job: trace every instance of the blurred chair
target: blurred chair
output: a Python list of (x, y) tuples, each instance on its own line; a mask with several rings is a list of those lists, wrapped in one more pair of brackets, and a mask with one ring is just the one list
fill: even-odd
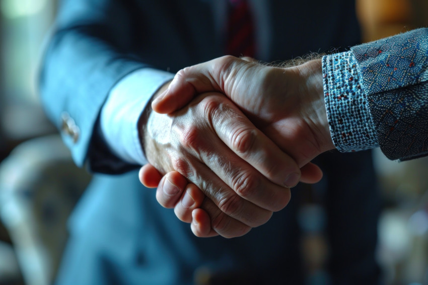
[(59, 135), (24, 142), (0, 165), (0, 218), (27, 285), (52, 283), (68, 217), (90, 180)]

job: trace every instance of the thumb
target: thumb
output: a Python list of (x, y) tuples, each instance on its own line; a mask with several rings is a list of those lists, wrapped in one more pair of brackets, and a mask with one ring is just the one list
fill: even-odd
[(168, 90), (153, 101), (152, 108), (158, 113), (169, 114), (182, 108), (201, 93), (210, 91), (225, 93), (225, 82), (236, 66), (237, 61), (248, 63), (247, 60), (226, 55), (180, 70)]

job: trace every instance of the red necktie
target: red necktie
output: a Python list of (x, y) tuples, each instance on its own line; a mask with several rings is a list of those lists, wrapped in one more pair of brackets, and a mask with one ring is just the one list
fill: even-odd
[(254, 26), (246, 0), (229, 0), (226, 53), (235, 56), (254, 57)]

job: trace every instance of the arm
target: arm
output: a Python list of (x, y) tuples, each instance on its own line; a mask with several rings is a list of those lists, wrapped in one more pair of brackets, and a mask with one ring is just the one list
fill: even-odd
[[(323, 129), (323, 131), (317, 133), (316, 128), (312, 128), (313, 134), (322, 134), (318, 138), (316, 136), (313, 137), (312, 141), (316, 142), (314, 145), (322, 145), (323, 141), (329, 141), (330, 138), (330, 142), (326, 145), (329, 147), (327, 148), (331, 147), (334, 142), (334, 146), (342, 152), (368, 149), (380, 145), (382, 151), (391, 159), (402, 160), (426, 155), (426, 144), (424, 141), (428, 137), (428, 121), (424, 118), (426, 117), (428, 112), (428, 90), (425, 83), (428, 78), (425, 60), (426, 33), (426, 29), (413, 31), (354, 47), (351, 52), (325, 56), (323, 58), (324, 92), (320, 92), (316, 87), (323, 80), (319, 77), (298, 77), (290, 83), (287, 78), (292, 78), (292, 75), (290, 70), (283, 70), (284, 77), (281, 79), (278, 75), (276, 77), (278, 80), (275, 81), (274, 69), (271, 68), (272, 73), (270, 76), (265, 76), (263, 73), (257, 70), (257, 68), (260, 67), (250, 63), (230, 57), (216, 59), (181, 70), (176, 76), (169, 91), (154, 102), (154, 108), (157, 111), (168, 112), (183, 104), (196, 90), (221, 90), (237, 101), (243, 109), (254, 115), (252, 120), (257, 122), (260, 118), (258, 116), (259, 111), (251, 104), (257, 98), (252, 98), (251, 95), (249, 95), (251, 93), (247, 92), (257, 90), (257, 86), (251, 84), (244, 86), (242, 83), (256, 82), (256, 85), (264, 88), (263, 96), (265, 99), (267, 98), (266, 100), (277, 103), (278, 101), (275, 101), (277, 100), (276, 96), (287, 97), (280, 92), (269, 92), (272, 90), (272, 82), (282, 80), (289, 82), (286, 87), (288, 89), (282, 89), (288, 91), (290, 89), (293, 90), (293, 83), (299, 83), (303, 87), (299, 96), (309, 99), (310, 103), (309, 106), (300, 110), (302, 116), (300, 122), (299, 120), (295, 122), (297, 123), (295, 124), (296, 127), (304, 125), (302, 121), (308, 121), (305, 116), (308, 112), (316, 113), (310, 105), (317, 105), (319, 101), (316, 97), (311, 96), (306, 87), (308, 85), (315, 87), (313, 90), (317, 91), (314, 94), (325, 98), (325, 104), (317, 105), (318, 110), (324, 115), (312, 117), (328, 117), (328, 124), (323, 123), (321, 120), (319, 121), (321, 123), (314, 124)], [(411, 51), (411, 47), (413, 50)], [(400, 50), (401, 53), (397, 53), (397, 50)], [(417, 68), (414, 68), (416, 64)], [(300, 74), (316, 75), (316, 69), (308, 68), (310, 67), (307, 64), (299, 67)], [(403, 70), (399, 74), (401, 76), (393, 73), (400, 68)], [(376, 70), (377, 72), (375, 72)], [(243, 80), (243, 75), (250, 77), (250, 79)], [(249, 89), (246, 91), (245, 87)], [(276, 90), (280, 91), (281, 89)], [(178, 99), (179, 93), (180, 97)], [(172, 100), (174, 99), (178, 100)], [(246, 99), (249, 100), (246, 101)], [(290, 102), (283, 101), (283, 103)], [(257, 106), (260, 105), (258, 103)], [(281, 106), (286, 106), (287, 104)], [(297, 108), (302, 106), (304, 107), (298, 105)], [(284, 116), (287, 115), (283, 112), (286, 109), (283, 108), (282, 110), (275, 111), (274, 108), (267, 108), (268, 110), (273, 110), (273, 113), (276, 112)], [(280, 130), (278, 130), (278, 133), (280, 132)], [(324, 136), (323, 139), (322, 135)], [(301, 137), (299, 140), (298, 136), (283, 136), (283, 142), (286, 141), (292, 145), (293, 142), (290, 141), (291, 139), (304, 141)], [(278, 145), (281, 146), (280, 144)], [(299, 154), (296, 152), (298, 149), (297, 147), (289, 153), (292, 156), (294, 156), (294, 158), (300, 161)], [(313, 153), (316, 156), (317, 151), (321, 153), (319, 151), (322, 148), (319, 148), (318, 151), (315, 150)], [(388, 150), (393, 151), (394, 154), (389, 154)], [(163, 198), (158, 200), (168, 204)], [(205, 230), (200, 229), (197, 235), (203, 236), (203, 234), (200, 233), (206, 232), (206, 227)], [(194, 232), (197, 233), (198, 230), (194, 230)]]
[[(110, 124), (133, 124), (151, 163), (165, 172), (181, 166), (182, 174), (208, 189), (212, 200), (205, 199), (202, 206), (218, 217), (213, 225), (217, 233), (241, 235), (265, 223), (272, 211), (287, 204), (290, 190), (286, 186), (297, 183), (300, 170), (233, 103), (223, 97), (211, 97), (173, 116), (151, 113), (149, 106), (137, 127), (135, 121), (140, 114), (134, 107), (142, 109), (168, 79), (147, 88), (151, 91), (141, 96), (145, 99), (126, 87), (141, 73), (156, 73), (132, 53), (133, 36), (127, 33), (132, 30), (132, 20), (128, 17), (132, 15), (131, 3), (68, 0), (61, 7), (57, 30), (45, 56), (40, 87), (47, 113), (58, 127), (64, 114), (68, 122), (74, 121), (72, 128), (78, 135), (69, 137), (64, 132), (63, 136), (76, 163), (88, 163), (93, 171), (114, 173), (135, 168), (142, 161), (142, 155), (133, 157), (132, 152), (124, 152), (120, 142), (111, 143), (116, 135), (109, 133)], [(153, 83), (148, 81), (145, 88)], [(118, 108), (120, 97), (127, 104)], [(140, 101), (134, 100), (138, 98)], [(128, 116), (124, 111), (128, 110), (138, 116)], [(147, 124), (150, 127), (143, 127)], [(174, 128), (165, 128), (165, 124)], [(186, 133), (189, 135), (183, 137)], [(135, 144), (130, 144), (135, 148)]]

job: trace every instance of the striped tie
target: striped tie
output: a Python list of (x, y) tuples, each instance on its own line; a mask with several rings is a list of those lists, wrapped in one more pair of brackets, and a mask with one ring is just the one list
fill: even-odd
[(235, 56), (255, 54), (254, 26), (246, 0), (229, 0), (226, 53)]

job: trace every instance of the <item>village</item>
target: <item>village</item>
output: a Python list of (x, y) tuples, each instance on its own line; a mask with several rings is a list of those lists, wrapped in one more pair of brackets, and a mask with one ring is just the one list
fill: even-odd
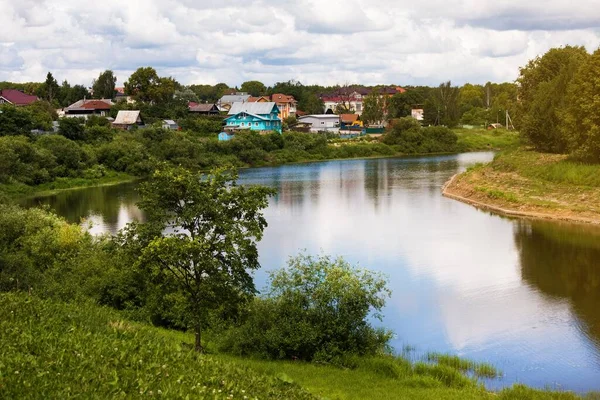
[[(237, 89), (229, 89), (215, 103), (189, 101), (189, 115), (223, 117), (223, 128), (218, 134), (221, 141), (230, 140), (240, 130), (258, 132), (279, 132), (294, 130), (296, 132), (327, 133), (339, 135), (340, 138), (353, 138), (363, 135), (380, 136), (388, 121), (382, 119), (375, 123), (367, 123), (361, 119), (364, 101), (374, 89), (366, 87), (340, 88), (331, 93), (322, 94), (319, 100), (323, 104), (323, 112), (308, 114), (298, 108), (294, 96), (285, 93), (252, 96)], [(89, 90), (93, 96), (93, 90)], [(377, 89), (382, 107), (386, 100), (395, 94), (405, 93), (399, 86)], [(40, 100), (35, 95), (26, 94), (17, 89), (4, 89), (0, 92), (0, 104), (27, 106)], [(107, 118), (113, 128), (130, 130), (145, 127), (144, 115), (140, 110), (119, 110), (116, 117), (110, 111), (118, 103), (126, 103), (135, 108), (135, 96), (126, 94), (124, 87), (115, 87), (113, 98), (83, 98), (73, 104), (57, 109), (59, 118), (83, 118), (99, 116)], [(423, 121), (422, 105), (414, 105), (411, 116)], [(164, 129), (178, 130), (180, 126), (173, 119), (162, 120)], [(58, 122), (53, 122), (53, 130), (58, 130)], [(39, 132), (38, 132), (39, 133)]]

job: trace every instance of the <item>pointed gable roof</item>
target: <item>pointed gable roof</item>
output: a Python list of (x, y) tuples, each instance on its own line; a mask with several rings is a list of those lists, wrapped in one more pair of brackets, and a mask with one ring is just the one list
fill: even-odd
[(236, 102), (231, 105), (229, 109), (228, 115), (237, 115), (241, 112), (245, 112), (246, 114), (271, 114), (272, 112), (279, 113), (279, 108), (277, 108), (277, 104), (273, 102), (268, 103), (242, 103)]

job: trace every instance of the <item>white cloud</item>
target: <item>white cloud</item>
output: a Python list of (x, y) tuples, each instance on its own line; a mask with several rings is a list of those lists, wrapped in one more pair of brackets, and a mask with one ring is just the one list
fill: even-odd
[(598, 0), (0, 0), (0, 80), (89, 85), (139, 66), (182, 83), (511, 81), (551, 47), (600, 44)]

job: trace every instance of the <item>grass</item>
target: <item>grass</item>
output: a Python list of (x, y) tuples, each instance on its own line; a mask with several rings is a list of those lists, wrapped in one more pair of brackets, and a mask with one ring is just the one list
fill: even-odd
[[(0, 399), (577, 399), (515, 386), (486, 391), (487, 364), (431, 354), (348, 357), (346, 368), (200, 356), (182, 332), (124, 320), (92, 304), (0, 294)], [(590, 397), (593, 398), (593, 397)], [(597, 397), (596, 397), (597, 398)]]
[(453, 129), (462, 151), (506, 150), (519, 146), (519, 133), (505, 129)]
[(518, 148), (469, 168), (447, 193), (530, 216), (600, 223), (600, 165)]
[(0, 196), (7, 198), (24, 198), (31, 196), (50, 195), (62, 190), (80, 189), (92, 186), (114, 185), (130, 182), (136, 177), (123, 173), (109, 171), (102, 178), (57, 178), (56, 180), (36, 186), (24, 183), (0, 184)]

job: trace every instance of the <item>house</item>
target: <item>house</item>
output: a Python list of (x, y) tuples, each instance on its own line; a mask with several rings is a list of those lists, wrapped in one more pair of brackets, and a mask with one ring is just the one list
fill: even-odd
[(331, 110), (336, 111), (338, 106), (352, 111), (355, 114), (362, 115), (363, 112), (363, 101), (371, 92), (377, 90), (380, 97), (392, 97), (397, 93), (404, 93), (406, 89), (400, 86), (384, 86), (366, 88), (363, 86), (351, 86), (339, 88), (336, 91), (321, 95), (321, 100), (325, 105), (325, 112)]
[(273, 102), (277, 104), (279, 108), (279, 119), (285, 120), (286, 118), (296, 116), (296, 106), (298, 102), (294, 99), (294, 96), (288, 96), (287, 94), (276, 93), (271, 96), (250, 96), (247, 100), (249, 103), (269, 103)]
[(37, 96), (25, 94), (16, 89), (2, 89), (0, 91), (0, 104), (12, 104), (17, 107), (28, 106), (38, 101)]
[(250, 129), (253, 131), (277, 131), (281, 133), (279, 108), (273, 102), (236, 102), (231, 105), (225, 118), (225, 130)]
[(312, 114), (298, 118), (301, 124), (310, 124), (311, 132), (339, 132), (340, 116), (335, 114)]
[(172, 131), (178, 131), (179, 130), (179, 125), (177, 125), (177, 122), (173, 121), (172, 119), (163, 119), (163, 125), (162, 125), (163, 129), (169, 129)]
[(223, 95), (217, 102), (219, 111), (229, 111), (233, 103), (244, 103), (247, 102), (250, 95), (245, 92), (236, 92), (235, 94)]
[(140, 115), (140, 111), (129, 111), (129, 110), (121, 110), (117, 114), (117, 118), (113, 122), (113, 128), (130, 130), (133, 126), (143, 126), (144, 121), (142, 121), (142, 116)]
[(85, 118), (87, 119), (90, 115), (99, 115), (101, 117), (108, 117), (110, 114), (110, 108), (113, 106), (113, 102), (110, 99), (100, 100), (79, 100), (71, 104), (69, 107), (64, 109), (64, 116), (67, 118)]
[(188, 111), (197, 115), (219, 115), (219, 107), (216, 104), (203, 104), (190, 101)]
[(416, 119), (417, 121), (423, 121), (424, 119), (424, 110), (423, 106), (414, 106), (410, 110), (410, 116)]
[(231, 139), (233, 139), (233, 133), (231, 133), (231, 132), (219, 133), (219, 142), (226, 142)]
[(360, 129), (363, 123), (358, 114), (340, 114), (340, 129)]

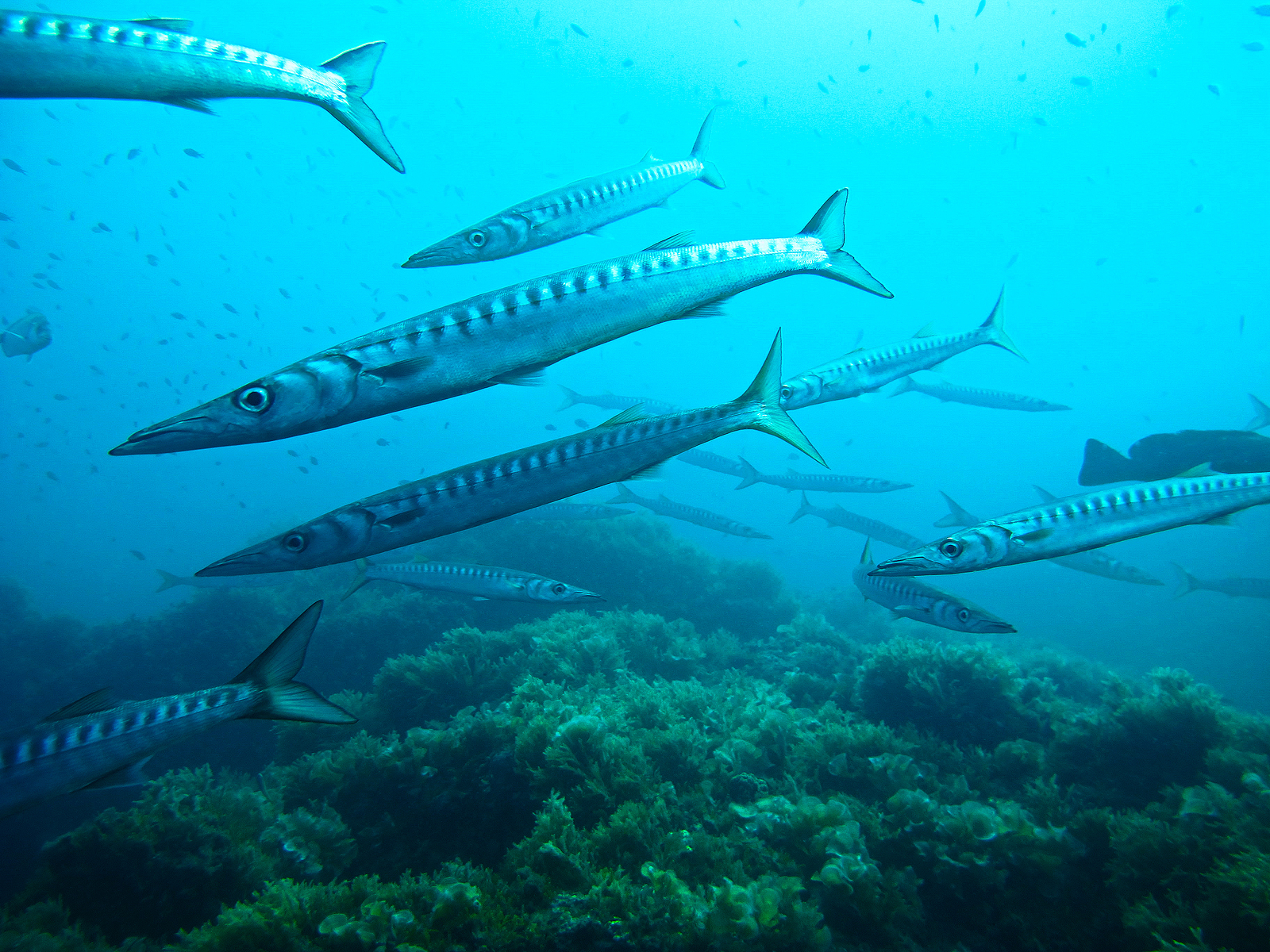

## [Prompt]
Reproduce verbatim the lines of the data above, from the line containing "job: trace every instance of the <item>grass</item>" up to and including the line containing "target: <item>grass</item>".

## [Output of the task]
job: trace every instance of the <item>grass</item>
target: <item>grass</item>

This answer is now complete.